▸ **What is expected**:
Write out all of the data again, precisely as it appears.

=-=-=-=-=

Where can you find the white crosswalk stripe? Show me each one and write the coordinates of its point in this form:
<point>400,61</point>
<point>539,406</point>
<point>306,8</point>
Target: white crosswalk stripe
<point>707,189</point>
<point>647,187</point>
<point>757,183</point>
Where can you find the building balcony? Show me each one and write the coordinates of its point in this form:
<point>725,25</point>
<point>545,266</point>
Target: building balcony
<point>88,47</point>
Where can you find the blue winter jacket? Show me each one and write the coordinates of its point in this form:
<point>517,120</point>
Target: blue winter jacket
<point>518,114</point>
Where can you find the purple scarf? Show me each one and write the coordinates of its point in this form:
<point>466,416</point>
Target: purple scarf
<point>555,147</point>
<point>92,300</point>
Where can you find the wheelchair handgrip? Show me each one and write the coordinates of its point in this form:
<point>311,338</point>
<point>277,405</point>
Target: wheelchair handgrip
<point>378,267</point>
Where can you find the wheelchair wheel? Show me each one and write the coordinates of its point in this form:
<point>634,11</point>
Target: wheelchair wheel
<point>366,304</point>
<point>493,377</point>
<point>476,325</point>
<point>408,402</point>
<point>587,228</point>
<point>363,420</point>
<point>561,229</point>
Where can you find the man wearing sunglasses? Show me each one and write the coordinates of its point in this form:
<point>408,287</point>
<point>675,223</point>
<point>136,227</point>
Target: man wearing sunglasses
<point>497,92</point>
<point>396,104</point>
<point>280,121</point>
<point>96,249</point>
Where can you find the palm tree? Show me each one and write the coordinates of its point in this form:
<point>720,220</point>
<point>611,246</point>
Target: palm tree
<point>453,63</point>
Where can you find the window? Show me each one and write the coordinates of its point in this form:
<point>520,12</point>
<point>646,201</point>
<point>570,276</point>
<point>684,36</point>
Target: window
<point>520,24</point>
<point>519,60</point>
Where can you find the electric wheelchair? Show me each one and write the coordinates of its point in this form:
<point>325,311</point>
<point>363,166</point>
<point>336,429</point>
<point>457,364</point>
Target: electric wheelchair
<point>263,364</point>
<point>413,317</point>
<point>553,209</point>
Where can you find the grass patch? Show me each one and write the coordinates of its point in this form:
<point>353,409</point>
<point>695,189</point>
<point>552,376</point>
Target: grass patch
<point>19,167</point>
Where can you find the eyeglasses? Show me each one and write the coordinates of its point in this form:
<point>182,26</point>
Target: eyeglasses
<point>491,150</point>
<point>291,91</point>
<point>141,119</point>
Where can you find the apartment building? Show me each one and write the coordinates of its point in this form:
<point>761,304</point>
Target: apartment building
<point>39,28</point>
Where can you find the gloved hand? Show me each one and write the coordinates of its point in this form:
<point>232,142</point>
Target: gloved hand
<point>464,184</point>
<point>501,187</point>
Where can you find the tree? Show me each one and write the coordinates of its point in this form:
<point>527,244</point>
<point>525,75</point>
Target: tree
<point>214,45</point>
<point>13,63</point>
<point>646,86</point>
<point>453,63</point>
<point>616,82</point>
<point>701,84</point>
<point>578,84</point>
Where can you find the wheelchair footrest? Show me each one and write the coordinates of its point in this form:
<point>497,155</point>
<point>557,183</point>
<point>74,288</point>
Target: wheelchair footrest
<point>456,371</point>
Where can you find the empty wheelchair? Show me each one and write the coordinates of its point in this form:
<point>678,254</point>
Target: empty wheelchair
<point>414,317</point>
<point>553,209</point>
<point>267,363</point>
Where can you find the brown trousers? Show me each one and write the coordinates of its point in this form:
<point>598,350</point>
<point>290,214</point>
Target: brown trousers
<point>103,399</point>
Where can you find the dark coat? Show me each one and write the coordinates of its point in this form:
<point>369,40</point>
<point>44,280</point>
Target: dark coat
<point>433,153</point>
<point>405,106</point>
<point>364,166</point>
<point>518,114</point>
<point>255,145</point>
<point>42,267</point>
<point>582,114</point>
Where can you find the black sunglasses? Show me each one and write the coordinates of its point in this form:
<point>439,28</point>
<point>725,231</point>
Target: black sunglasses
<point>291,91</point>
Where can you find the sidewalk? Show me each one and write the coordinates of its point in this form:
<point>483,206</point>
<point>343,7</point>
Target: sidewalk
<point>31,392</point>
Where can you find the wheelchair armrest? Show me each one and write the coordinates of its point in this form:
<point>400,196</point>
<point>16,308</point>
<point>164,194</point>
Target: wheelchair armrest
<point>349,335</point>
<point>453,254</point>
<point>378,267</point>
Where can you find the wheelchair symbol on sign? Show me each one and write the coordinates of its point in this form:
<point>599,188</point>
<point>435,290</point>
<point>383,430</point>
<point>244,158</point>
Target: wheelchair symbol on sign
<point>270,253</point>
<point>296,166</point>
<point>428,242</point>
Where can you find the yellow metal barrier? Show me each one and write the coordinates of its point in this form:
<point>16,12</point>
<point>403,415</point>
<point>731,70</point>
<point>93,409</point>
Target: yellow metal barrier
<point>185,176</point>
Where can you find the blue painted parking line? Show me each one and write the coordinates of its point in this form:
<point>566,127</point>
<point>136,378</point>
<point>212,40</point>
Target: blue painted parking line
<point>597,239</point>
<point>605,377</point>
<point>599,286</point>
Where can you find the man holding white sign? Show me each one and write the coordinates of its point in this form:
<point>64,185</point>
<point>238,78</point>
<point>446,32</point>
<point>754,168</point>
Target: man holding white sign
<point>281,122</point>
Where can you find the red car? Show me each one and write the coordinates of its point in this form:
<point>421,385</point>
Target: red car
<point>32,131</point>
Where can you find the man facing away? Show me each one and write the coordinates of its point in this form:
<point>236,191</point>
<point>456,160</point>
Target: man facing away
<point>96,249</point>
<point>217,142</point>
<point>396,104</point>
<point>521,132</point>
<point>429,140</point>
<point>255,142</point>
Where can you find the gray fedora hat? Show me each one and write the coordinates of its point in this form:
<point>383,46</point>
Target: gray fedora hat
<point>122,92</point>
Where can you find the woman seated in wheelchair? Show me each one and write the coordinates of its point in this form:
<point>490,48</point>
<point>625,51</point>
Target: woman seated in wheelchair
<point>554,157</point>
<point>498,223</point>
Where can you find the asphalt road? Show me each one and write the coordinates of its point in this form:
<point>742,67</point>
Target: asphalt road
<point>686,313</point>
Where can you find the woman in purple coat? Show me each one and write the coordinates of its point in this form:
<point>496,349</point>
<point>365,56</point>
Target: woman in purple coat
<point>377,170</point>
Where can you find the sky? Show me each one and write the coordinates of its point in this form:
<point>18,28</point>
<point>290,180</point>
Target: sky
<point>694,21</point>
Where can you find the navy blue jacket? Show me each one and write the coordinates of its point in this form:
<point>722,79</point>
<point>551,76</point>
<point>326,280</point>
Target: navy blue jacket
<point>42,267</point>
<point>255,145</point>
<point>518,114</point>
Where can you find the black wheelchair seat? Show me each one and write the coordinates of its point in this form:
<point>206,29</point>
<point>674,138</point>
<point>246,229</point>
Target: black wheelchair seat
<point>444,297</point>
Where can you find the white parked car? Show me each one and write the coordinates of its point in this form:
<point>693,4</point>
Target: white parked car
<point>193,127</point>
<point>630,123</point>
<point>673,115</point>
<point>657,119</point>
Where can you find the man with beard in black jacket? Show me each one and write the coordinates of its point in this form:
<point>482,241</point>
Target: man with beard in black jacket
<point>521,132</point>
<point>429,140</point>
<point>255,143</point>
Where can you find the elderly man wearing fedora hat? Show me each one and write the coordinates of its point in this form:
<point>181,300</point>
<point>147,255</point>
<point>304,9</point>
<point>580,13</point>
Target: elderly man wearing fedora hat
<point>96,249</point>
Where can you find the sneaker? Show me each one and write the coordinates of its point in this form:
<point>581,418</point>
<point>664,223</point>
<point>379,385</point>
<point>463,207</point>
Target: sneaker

=-=-=-=-=

▸ **Exercise answer**:
Where can you find the white crosswalk stripe? Show me each one and write the coordinates of its point in this form:
<point>400,61</point>
<point>539,406</point>
<point>306,8</point>
Target: white crosswalk stripe
<point>707,189</point>
<point>647,187</point>
<point>757,183</point>
Where can you find the building balcony? Show me each one and write the coordinates of its point in this form:
<point>725,25</point>
<point>545,266</point>
Target: building balcony
<point>88,47</point>
Where can you find the blue winter jacket? Show me each one and write the coordinates of its point in this form:
<point>517,120</point>
Target: blue winter jacket
<point>518,114</point>
Where can you find the purple scarf? Show me each one and write the coordinates of its point in this form:
<point>466,416</point>
Target: purple scarf
<point>555,147</point>
<point>92,300</point>
Where can you find the wheelchair handgrip? Show me each one and write the coordinates of its point in this form:
<point>311,338</point>
<point>277,405</point>
Target: wheelchair handgrip
<point>378,267</point>
Where can you find the wheelchair wheel? Show me each one and write the coordinates of its point in this form:
<point>634,11</point>
Target: wheelchair wheel
<point>366,304</point>
<point>493,377</point>
<point>476,325</point>
<point>408,402</point>
<point>587,228</point>
<point>363,420</point>
<point>561,229</point>
Where can you find the man wearing sunglasses? Show me each one and write the coordinates of its point in this form:
<point>408,287</point>
<point>675,223</point>
<point>136,227</point>
Target: man wearing sunglasses
<point>497,92</point>
<point>396,104</point>
<point>280,121</point>
<point>96,249</point>
Where can you find the palm tree? Show me each one and write the coordinates of its point in this form:
<point>720,220</point>
<point>611,246</point>
Target: palm tree
<point>453,63</point>
Where can you find the window? Show me each one and write the coordinates of its point in this form:
<point>520,12</point>
<point>646,201</point>
<point>570,276</point>
<point>684,36</point>
Target: window
<point>520,24</point>
<point>519,60</point>
Where can you find the electric wheelchair? Show me each one and write the coordinates of its point in this form:
<point>325,311</point>
<point>363,166</point>
<point>336,429</point>
<point>457,364</point>
Target: electric wheelchair
<point>263,364</point>
<point>413,317</point>
<point>553,209</point>
Where can you find the grass patch? Show me each one and write the coordinates of its point in this form:
<point>353,409</point>
<point>695,189</point>
<point>552,376</point>
Target: grass patch
<point>19,167</point>
Where can you find the eyeglasses? Show me each one and write the coordinates of its point in this form:
<point>182,26</point>
Target: eyeglasses
<point>491,150</point>
<point>291,91</point>
<point>141,119</point>
Where can you find the apartment building? Show me each one and write the coordinates of its point in this form:
<point>761,304</point>
Target: apartment building
<point>39,28</point>
Where can you find the gloved hand? Show me each one and write the coordinates of its point in this form:
<point>232,142</point>
Target: gloved hand
<point>464,184</point>
<point>501,187</point>
Where can you find the tree? Show me each one and write the coordinates of its point in this form:
<point>527,244</point>
<point>525,75</point>
Target: tree
<point>214,45</point>
<point>13,63</point>
<point>646,86</point>
<point>453,63</point>
<point>616,82</point>
<point>701,84</point>
<point>578,84</point>
Where can you find the wheelchair footrest? Show me each one and write the coordinates of its point in this form:
<point>497,155</point>
<point>557,183</point>
<point>74,288</point>
Target: wheelchair footrest
<point>456,371</point>
Where can you find the empty wheelchair? Show me each one and write the coordinates of its point in this form:
<point>678,254</point>
Target: empty wheelchair
<point>414,317</point>
<point>553,209</point>
<point>267,363</point>
Where can you find the brown trousers? Show me each one and write the coordinates of its point in this form:
<point>598,350</point>
<point>290,214</point>
Target: brown trousers
<point>103,399</point>
Where can you find the dark coat? Show me each one and write the coordinates of its point in this form:
<point>369,40</point>
<point>44,280</point>
Target: dark coat
<point>433,153</point>
<point>405,106</point>
<point>364,166</point>
<point>518,114</point>
<point>255,145</point>
<point>42,267</point>
<point>582,114</point>
Where can you find the black sunglasses? Show me each one and write the coordinates of its point in this form:
<point>439,28</point>
<point>725,231</point>
Target: black sunglasses
<point>291,91</point>
Where can you find the sidewalk? Show me each one and write the coordinates of its point in this form:
<point>483,206</point>
<point>343,7</point>
Target: sidewalk
<point>31,392</point>
Where can you find the wheelchair armrest? Show me each one and write the coordinates of its point in this form:
<point>400,196</point>
<point>16,308</point>
<point>164,194</point>
Target: wheelchair armrest
<point>349,335</point>
<point>453,254</point>
<point>378,267</point>
Where can you find the wheelchair symbol on sign? Show me each one and write the coordinates of its point in this form:
<point>599,188</point>
<point>435,290</point>
<point>383,430</point>
<point>244,158</point>
Target: wheelchair symbol on sign
<point>270,253</point>
<point>296,166</point>
<point>428,242</point>
Where can you find the yellow metal barrier? Show me each one and write the coordinates of its point in this form:
<point>16,12</point>
<point>403,415</point>
<point>731,70</point>
<point>93,409</point>
Target: yellow metal barrier
<point>185,176</point>
Where can you find the blue painted parking line? Show me each one and write the coordinates of its point in this form:
<point>566,127</point>
<point>136,378</point>
<point>212,40</point>
Target: blue painted parking line
<point>597,239</point>
<point>605,377</point>
<point>599,286</point>
Where can you find the man holding white sign? Show me each one and write the coordinates of its point in this form:
<point>64,185</point>
<point>238,78</point>
<point>446,32</point>
<point>754,168</point>
Target: man holding white sign
<point>281,122</point>
Where can you find the red car? Show me each one and write the coordinates of its point in this form:
<point>421,385</point>
Target: red car
<point>32,131</point>
Where can you find the man facing away? Show me each one and write the coordinates of its point in this form:
<point>236,191</point>
<point>456,160</point>
Target: man facing away
<point>96,249</point>
<point>217,142</point>
<point>396,104</point>
<point>521,132</point>
<point>429,140</point>
<point>255,142</point>
Where can you find the gray fedora hat? Show me each one and write the coordinates of its point in this form:
<point>383,46</point>
Target: gray fedora hat
<point>122,92</point>
Where can you find the woman seated in wheelchair? Show me each one and write the coordinates of its point in this form:
<point>490,48</point>
<point>625,51</point>
Target: woman seated in wheelchair
<point>554,157</point>
<point>498,223</point>
Where can you find the asphalt road? Show me each one and write the coordinates of its point in this form:
<point>742,67</point>
Target: asphalt road
<point>686,313</point>
Where can you find the woman in purple coat? Show me each one and write the coordinates of its point in this form:
<point>496,349</point>
<point>365,56</point>
Target: woman in purple coat
<point>377,170</point>
Where can you find the sky? Show me each one and write the coordinates of its point in this form:
<point>18,28</point>
<point>290,180</point>
Target: sky
<point>694,21</point>
Where can you find the navy blue jacket? Show me each one and write the coordinates of its point in this form:
<point>722,79</point>
<point>551,76</point>
<point>326,280</point>
Target: navy blue jacket
<point>42,267</point>
<point>255,145</point>
<point>518,114</point>
Where can you find the black wheelchair seat? Show me each one and write the coordinates of its point in this form:
<point>206,29</point>
<point>674,138</point>
<point>246,229</point>
Target: black wheelchair seat
<point>444,297</point>
Where can you find the white parked car? Show me each one and write the coordinates of its point in this form:
<point>693,4</point>
Target: white parked car
<point>193,127</point>
<point>630,123</point>
<point>673,115</point>
<point>657,119</point>
Where can you find the man with beard in black jacket? Show me each one and write the coordinates of its point in this form:
<point>482,241</point>
Target: man with beard in black jacket
<point>521,132</point>
<point>429,140</point>
<point>255,143</point>
Where can you find the elderly man wearing fedora hat? Show me each one and write the coordinates of its point in this form:
<point>181,300</point>
<point>147,255</point>
<point>304,9</point>
<point>580,13</point>
Target: elderly man wearing fedora hat
<point>96,249</point>
Where can you find the sneaker? Show me each one and write the coordinates of its point in this form:
<point>581,418</point>
<point>664,223</point>
<point>379,385</point>
<point>463,207</point>
Target: sneaker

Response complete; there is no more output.